- TASK TO CARRY OUT -
Find every line in the items below that contains the string "nike", and copy each of those lines in full.

[Region labeling items]

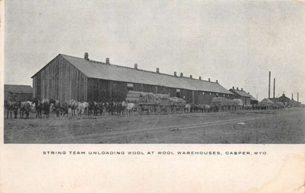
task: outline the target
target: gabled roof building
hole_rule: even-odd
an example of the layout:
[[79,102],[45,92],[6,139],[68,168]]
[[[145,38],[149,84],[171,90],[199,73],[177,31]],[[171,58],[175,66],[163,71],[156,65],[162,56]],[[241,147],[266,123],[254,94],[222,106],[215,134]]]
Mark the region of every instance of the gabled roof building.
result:
[[[209,103],[217,96],[232,98],[233,95],[212,82],[183,76],[142,70],[59,54],[34,74],[34,97],[68,101],[72,99],[85,101],[121,101],[130,90],[169,94],[188,103]],[[204,96],[204,97],[203,96]]]
[[5,99],[12,101],[27,101],[33,97],[33,89],[30,86],[4,85]]

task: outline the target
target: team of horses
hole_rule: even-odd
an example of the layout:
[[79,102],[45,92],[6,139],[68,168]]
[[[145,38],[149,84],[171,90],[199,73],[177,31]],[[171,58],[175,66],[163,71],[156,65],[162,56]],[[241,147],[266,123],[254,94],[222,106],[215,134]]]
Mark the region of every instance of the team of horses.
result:
[[[20,119],[29,118],[30,111],[36,111],[36,117],[42,118],[43,112],[46,117],[48,118],[50,113],[55,111],[56,116],[68,116],[69,109],[71,109],[71,116],[81,117],[82,115],[97,116],[108,114],[109,115],[120,115],[126,113],[129,115],[133,112],[134,103],[116,102],[82,102],[72,99],[69,102],[63,102],[53,99],[44,99],[42,101],[36,98],[32,101],[5,101],[5,106],[7,109],[7,118],[9,119],[10,114],[14,115],[14,118],[17,118],[18,113],[20,114]],[[75,112],[77,112],[76,114]],[[25,115],[25,116],[24,115]]]
[[[48,100],[44,99],[40,101],[36,98],[32,101],[5,101],[5,106],[7,110],[7,119],[12,119],[12,113],[14,113],[14,118],[17,119],[18,113],[20,119],[28,119],[29,117],[30,111],[36,111],[36,117],[42,118],[42,112],[43,112],[46,117],[48,118],[50,113],[55,111],[56,116],[68,116],[69,109],[71,109],[71,116],[81,117],[83,115],[87,116],[98,116],[108,114],[109,115],[121,115],[127,114],[130,115],[133,113],[136,107],[136,104],[132,103],[127,103],[125,101],[117,102],[82,102],[77,101],[72,99],[69,102],[63,102],[53,99]],[[236,109],[246,110],[260,110],[267,109],[283,109],[284,105],[262,105],[259,104],[242,105],[239,106],[225,106],[217,105],[211,104],[187,104],[186,105],[184,111],[185,113],[210,113],[212,112],[218,112],[220,110],[223,111],[231,111]],[[75,113],[77,112],[77,114]],[[24,116],[25,115],[25,116]]]

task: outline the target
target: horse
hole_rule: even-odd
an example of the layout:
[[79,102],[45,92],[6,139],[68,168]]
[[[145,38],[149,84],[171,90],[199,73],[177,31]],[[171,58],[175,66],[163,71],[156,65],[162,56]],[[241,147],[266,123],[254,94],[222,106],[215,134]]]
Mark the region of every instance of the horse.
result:
[[93,102],[93,115],[95,116],[98,115],[98,111],[99,109],[101,115],[103,113],[103,103],[101,102]]
[[115,102],[107,102],[104,103],[106,107],[106,111],[109,115],[115,115],[115,113],[117,111],[117,104]]
[[31,107],[31,103],[30,101],[21,102],[18,101],[18,106],[19,109],[19,113],[20,115],[20,119],[23,119],[24,112],[25,113],[25,119],[29,118],[29,111]]
[[60,108],[59,109],[60,111],[60,116],[63,115],[63,112],[64,112],[64,115],[63,117],[65,117],[66,114],[67,114],[67,117],[68,116],[68,111],[69,111],[69,103],[67,102],[62,102],[62,105],[60,106]]
[[42,116],[41,116],[41,112],[43,109],[43,104],[42,104],[42,102],[40,102],[37,98],[35,98],[33,100],[33,103],[35,105],[35,108],[36,108],[36,117],[38,117],[38,118],[42,118]]
[[[62,103],[59,100],[55,100],[53,99],[50,100],[50,103],[53,104],[54,108],[56,110],[56,116],[59,117],[59,113],[62,108]],[[50,111],[52,113],[52,111]]]
[[121,115],[124,111],[125,107],[123,106],[123,102],[118,102],[116,103],[116,112],[117,114]]
[[11,114],[11,119],[12,119],[12,112],[14,112],[14,118],[17,119],[18,114],[18,106],[16,102],[12,102],[10,100],[5,101],[5,106],[7,111],[7,117],[9,119],[9,114]]
[[43,99],[41,102],[43,104],[43,109],[44,111],[44,114],[46,115],[47,118],[49,118],[50,114],[50,108],[51,107],[50,101],[48,99]]
[[202,113],[209,113],[211,111],[211,106],[208,104],[201,104],[200,108]]
[[189,104],[186,104],[186,107],[185,108],[185,110],[187,110],[186,113],[191,113],[191,105]]
[[124,107],[125,111],[126,112],[126,114],[129,116],[130,112],[133,112],[135,104],[134,103],[129,103],[126,102],[125,101],[123,101],[122,102],[122,106]]
[[95,102],[89,102],[88,103],[89,106],[88,107],[88,116],[89,116],[89,115],[92,115],[93,114],[93,115],[95,116],[97,110],[95,108],[95,103],[97,103]]
[[77,102],[77,106],[76,109],[77,109],[77,114],[79,117],[81,117],[81,112],[82,109],[84,109],[84,114],[86,114],[86,112],[88,111],[88,107],[89,104],[86,102]]
[[71,109],[71,113],[72,114],[72,116],[73,116],[73,113],[74,113],[74,117],[75,116],[75,109],[77,108],[77,105],[78,105],[78,102],[75,100],[74,99],[72,99],[69,103],[69,108]]
[[103,106],[105,107],[105,109],[106,111],[106,113],[108,113],[109,114],[109,115],[110,115],[110,108],[111,108],[111,106],[110,106],[110,104],[109,104],[109,102],[105,102],[104,103],[103,103]]
[[200,109],[200,107],[196,104],[191,104],[191,113],[197,113]]

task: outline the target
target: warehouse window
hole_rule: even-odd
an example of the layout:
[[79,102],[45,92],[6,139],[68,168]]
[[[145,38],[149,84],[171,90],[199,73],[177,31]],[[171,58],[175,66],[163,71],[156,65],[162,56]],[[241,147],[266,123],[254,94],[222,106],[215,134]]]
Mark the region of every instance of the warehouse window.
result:
[[178,98],[180,97],[180,89],[176,90],[176,96]]
[[133,84],[132,83],[127,83],[127,90],[133,90]]

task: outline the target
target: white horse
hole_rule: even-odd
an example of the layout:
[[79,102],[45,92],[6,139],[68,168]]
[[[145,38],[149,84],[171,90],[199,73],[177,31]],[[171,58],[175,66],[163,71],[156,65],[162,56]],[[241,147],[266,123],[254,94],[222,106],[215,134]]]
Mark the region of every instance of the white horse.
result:
[[89,103],[86,102],[77,102],[77,105],[75,105],[76,108],[77,109],[77,113],[79,117],[81,117],[81,112],[83,110],[84,114],[88,112]]
[[74,113],[74,116],[75,116],[75,109],[77,108],[78,105],[78,102],[74,99],[72,99],[69,103],[68,109],[70,108],[71,109],[71,112],[72,116],[73,116],[73,113]]
[[129,116],[130,112],[133,112],[135,105],[134,103],[129,103],[123,101],[122,102],[122,106],[125,108],[125,112]]
[[191,113],[191,105],[189,104],[186,104],[186,109],[187,109],[187,113]]

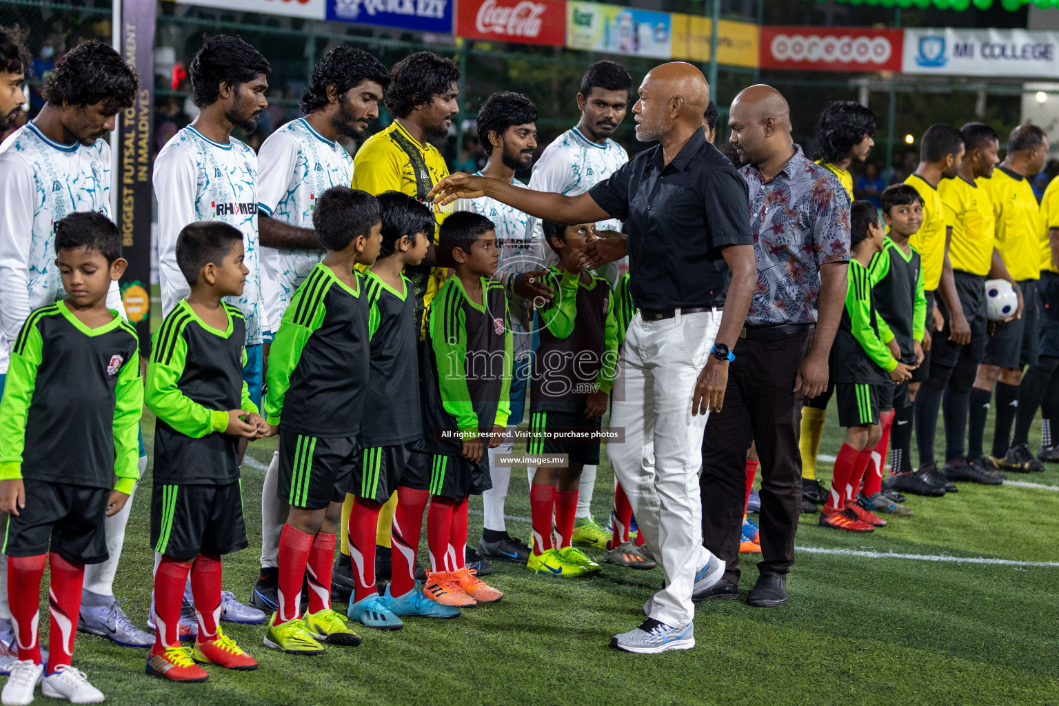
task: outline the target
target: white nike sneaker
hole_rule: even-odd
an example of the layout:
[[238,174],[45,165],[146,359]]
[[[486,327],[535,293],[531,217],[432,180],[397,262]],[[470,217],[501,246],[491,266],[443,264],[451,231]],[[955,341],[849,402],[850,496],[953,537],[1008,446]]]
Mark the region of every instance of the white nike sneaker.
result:
[[33,703],[33,690],[44,675],[44,666],[35,665],[32,659],[21,659],[12,665],[11,675],[0,692],[3,706],[25,706]]
[[103,692],[88,683],[85,672],[65,665],[44,677],[40,693],[51,699],[66,699],[71,704],[98,704],[104,700]]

- ANSWER TO THE EXERCISE -
target: white nike sneaker
Mark the region of every instance of the white nike sneaker.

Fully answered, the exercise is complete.